**** Data to use ****

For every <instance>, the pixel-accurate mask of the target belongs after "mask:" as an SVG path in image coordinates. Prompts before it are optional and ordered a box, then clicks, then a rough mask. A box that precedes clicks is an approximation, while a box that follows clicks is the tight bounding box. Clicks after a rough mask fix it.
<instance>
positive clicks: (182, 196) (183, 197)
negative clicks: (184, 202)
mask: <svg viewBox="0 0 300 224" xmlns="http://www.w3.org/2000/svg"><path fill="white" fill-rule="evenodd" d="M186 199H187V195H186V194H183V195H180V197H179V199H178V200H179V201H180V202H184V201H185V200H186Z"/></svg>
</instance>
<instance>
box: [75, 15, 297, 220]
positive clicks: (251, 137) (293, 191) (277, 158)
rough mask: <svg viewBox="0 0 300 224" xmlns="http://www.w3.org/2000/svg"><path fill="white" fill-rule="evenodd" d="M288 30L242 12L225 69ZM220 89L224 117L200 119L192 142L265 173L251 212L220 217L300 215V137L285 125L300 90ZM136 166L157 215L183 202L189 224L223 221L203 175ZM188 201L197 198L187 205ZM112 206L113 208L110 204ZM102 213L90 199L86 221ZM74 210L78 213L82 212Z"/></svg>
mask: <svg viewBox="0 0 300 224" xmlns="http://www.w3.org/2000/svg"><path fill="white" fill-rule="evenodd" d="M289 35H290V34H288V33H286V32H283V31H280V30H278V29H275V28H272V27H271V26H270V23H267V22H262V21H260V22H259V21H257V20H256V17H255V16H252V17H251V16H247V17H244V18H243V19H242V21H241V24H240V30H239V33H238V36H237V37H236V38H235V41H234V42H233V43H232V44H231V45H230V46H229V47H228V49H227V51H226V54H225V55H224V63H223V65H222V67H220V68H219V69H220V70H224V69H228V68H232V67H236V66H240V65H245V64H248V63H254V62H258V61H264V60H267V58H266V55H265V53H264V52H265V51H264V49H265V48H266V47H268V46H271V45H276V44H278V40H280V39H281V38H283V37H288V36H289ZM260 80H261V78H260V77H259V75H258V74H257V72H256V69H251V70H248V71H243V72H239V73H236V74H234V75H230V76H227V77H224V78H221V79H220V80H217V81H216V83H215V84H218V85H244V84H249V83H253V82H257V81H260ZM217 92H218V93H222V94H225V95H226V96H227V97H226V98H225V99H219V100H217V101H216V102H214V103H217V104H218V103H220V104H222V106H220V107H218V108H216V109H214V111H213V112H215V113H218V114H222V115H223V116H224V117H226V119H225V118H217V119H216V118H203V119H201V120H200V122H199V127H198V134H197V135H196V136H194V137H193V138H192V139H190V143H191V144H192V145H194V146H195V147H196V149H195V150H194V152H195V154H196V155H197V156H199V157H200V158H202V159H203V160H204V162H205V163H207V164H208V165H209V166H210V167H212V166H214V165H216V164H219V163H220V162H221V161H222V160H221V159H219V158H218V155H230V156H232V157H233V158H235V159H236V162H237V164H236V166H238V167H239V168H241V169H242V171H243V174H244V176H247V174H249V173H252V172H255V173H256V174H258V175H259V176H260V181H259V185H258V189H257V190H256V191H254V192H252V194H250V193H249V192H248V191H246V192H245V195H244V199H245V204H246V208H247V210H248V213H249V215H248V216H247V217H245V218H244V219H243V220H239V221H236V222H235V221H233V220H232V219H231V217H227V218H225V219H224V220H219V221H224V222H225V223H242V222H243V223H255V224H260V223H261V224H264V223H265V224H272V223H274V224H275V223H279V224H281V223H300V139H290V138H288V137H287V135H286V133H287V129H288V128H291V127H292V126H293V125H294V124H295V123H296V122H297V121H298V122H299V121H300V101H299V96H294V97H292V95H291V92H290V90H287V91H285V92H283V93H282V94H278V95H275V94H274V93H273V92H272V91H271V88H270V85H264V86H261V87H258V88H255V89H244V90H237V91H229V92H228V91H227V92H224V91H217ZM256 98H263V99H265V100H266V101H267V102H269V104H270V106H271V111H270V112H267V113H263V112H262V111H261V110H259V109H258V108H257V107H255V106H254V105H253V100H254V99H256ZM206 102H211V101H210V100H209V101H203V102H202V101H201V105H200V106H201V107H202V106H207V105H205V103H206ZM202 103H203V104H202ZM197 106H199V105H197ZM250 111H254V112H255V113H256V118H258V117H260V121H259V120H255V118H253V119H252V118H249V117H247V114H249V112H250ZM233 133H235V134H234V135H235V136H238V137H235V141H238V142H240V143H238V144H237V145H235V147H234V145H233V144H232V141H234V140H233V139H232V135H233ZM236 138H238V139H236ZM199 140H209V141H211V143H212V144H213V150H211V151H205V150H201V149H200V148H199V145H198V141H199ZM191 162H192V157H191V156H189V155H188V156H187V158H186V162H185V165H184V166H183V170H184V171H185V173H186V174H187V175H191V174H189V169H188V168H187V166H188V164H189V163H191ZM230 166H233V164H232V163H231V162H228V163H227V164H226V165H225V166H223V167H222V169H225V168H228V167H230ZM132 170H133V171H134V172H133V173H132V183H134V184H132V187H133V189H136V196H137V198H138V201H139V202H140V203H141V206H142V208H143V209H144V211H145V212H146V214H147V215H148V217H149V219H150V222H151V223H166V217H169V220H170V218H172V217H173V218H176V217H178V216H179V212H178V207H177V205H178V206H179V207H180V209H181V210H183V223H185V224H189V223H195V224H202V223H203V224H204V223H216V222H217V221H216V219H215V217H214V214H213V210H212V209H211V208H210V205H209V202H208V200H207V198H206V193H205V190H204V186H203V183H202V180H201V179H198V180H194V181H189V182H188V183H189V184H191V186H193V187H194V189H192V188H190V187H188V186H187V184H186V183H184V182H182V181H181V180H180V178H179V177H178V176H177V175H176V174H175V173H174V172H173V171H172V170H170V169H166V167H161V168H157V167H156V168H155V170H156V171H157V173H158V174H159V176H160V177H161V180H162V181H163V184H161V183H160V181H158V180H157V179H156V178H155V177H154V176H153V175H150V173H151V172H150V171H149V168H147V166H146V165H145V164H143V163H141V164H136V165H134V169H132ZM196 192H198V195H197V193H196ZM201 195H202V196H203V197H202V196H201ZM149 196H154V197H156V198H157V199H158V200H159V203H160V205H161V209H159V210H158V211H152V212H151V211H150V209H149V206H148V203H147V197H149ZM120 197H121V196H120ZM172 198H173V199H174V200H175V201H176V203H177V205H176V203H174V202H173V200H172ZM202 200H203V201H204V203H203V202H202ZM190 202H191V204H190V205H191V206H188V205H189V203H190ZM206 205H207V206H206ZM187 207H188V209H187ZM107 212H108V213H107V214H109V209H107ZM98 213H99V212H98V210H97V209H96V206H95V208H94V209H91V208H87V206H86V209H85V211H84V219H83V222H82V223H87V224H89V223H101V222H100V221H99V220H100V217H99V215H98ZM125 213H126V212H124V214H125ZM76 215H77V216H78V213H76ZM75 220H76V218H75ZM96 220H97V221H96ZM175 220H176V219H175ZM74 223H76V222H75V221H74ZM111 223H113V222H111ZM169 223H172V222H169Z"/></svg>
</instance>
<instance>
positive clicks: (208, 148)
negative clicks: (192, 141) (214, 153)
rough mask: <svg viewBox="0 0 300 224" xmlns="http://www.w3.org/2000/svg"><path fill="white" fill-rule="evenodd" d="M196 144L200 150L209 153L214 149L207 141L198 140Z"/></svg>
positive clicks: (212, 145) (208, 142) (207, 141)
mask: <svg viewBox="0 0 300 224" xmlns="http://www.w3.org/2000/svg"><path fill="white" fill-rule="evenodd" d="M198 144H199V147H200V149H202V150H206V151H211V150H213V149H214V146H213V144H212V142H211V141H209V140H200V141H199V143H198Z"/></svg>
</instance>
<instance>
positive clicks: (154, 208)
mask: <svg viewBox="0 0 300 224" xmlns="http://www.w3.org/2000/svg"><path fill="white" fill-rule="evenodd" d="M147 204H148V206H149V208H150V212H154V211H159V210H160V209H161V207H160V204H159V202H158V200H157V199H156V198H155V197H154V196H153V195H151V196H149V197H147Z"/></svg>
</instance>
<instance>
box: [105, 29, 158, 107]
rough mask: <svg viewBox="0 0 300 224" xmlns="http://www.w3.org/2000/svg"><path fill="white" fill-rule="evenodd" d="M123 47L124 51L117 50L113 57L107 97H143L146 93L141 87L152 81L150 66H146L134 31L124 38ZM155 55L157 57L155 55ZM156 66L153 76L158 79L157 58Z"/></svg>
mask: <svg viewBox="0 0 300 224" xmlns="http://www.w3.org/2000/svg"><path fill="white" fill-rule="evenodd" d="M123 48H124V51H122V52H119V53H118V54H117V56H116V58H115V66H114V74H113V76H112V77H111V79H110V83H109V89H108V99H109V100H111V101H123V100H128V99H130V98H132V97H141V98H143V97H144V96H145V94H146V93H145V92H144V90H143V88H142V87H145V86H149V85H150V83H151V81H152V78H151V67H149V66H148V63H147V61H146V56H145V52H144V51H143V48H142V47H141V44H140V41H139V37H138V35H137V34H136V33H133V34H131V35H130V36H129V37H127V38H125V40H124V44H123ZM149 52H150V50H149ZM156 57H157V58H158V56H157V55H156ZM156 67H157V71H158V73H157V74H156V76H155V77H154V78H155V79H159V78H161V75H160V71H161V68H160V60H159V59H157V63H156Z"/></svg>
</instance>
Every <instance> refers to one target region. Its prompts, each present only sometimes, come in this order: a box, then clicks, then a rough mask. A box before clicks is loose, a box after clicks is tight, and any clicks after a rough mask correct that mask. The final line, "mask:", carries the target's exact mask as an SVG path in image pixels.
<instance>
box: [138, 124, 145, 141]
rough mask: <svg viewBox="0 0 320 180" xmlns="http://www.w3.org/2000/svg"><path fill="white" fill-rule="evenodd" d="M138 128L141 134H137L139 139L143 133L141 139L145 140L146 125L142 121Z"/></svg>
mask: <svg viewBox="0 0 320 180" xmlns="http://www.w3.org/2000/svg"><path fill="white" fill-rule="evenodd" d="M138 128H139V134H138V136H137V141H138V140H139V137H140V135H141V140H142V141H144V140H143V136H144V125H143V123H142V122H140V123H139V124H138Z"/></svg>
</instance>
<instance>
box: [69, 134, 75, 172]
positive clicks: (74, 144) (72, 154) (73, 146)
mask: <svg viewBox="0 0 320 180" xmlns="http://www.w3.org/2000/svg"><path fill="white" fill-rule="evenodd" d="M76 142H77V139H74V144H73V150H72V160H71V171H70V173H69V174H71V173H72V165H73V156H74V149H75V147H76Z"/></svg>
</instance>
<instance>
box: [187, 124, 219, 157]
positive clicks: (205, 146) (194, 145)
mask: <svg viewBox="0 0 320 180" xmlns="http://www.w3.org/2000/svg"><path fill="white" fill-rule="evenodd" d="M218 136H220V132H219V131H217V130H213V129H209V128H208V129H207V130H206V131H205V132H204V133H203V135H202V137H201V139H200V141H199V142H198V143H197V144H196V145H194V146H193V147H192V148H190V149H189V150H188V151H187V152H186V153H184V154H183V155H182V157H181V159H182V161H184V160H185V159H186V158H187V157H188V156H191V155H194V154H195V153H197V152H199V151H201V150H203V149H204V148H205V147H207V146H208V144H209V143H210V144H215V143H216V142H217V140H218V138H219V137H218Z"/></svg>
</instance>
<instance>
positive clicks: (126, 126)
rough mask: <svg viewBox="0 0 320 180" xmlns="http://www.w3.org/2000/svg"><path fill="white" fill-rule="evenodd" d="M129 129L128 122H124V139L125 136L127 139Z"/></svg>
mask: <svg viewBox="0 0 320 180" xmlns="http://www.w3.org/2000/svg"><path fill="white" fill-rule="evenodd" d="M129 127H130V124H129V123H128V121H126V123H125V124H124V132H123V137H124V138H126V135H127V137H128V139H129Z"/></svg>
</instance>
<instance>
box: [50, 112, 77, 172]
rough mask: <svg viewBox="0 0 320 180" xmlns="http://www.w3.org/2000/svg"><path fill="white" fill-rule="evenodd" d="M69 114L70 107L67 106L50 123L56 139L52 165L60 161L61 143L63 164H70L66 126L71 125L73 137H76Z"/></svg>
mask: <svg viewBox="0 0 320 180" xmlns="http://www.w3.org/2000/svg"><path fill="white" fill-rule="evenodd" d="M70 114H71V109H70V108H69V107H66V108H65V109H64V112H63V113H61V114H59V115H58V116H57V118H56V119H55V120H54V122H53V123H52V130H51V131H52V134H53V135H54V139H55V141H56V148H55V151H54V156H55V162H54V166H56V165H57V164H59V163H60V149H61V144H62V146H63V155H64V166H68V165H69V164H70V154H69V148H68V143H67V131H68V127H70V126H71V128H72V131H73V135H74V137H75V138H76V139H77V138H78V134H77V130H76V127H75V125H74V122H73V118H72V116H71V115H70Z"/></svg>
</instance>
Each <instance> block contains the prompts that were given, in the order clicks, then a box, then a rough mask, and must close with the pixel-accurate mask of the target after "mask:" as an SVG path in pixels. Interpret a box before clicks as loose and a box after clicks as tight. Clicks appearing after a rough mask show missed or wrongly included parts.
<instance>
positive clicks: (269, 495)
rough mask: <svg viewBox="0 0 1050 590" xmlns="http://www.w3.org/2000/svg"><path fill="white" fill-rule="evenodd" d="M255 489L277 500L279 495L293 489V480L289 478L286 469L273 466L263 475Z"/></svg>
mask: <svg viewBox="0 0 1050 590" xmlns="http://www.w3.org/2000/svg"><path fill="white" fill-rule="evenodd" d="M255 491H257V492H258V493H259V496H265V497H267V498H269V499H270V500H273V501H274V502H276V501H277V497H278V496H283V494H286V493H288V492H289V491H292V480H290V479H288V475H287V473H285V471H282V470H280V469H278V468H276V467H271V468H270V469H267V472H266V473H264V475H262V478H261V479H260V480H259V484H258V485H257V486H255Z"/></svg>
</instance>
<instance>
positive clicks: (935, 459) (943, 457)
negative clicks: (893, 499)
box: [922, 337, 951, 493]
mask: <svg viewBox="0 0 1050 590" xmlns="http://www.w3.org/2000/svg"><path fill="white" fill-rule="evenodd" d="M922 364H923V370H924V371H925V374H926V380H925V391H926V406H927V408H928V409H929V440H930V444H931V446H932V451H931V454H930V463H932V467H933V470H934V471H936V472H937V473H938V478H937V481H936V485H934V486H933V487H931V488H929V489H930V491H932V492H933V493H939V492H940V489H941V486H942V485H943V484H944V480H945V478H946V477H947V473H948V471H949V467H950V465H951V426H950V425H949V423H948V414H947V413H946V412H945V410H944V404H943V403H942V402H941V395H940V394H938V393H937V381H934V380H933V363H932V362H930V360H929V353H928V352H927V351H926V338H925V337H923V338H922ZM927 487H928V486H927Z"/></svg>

****

**Task directions:**
Start at the first line of the entries and stop at the line that contains "positive clicks: (182, 196) (183, 197)". Repeat every line in that span exactly, and nothing beyond it.

**Response to the task:**
For every <instance>, the pixel-accurate mask of the target belongs after "mask:" as an SVG path in image coordinates. Prompts before it are optional and ordered a box, then clicks, then a rough mask. A box that precedes clicks is an approximation, while a box that follows clicks is the tight bounding box. Clicks after a rough mask fix it.
<instance>
positive clicks: (182, 196) (183, 197)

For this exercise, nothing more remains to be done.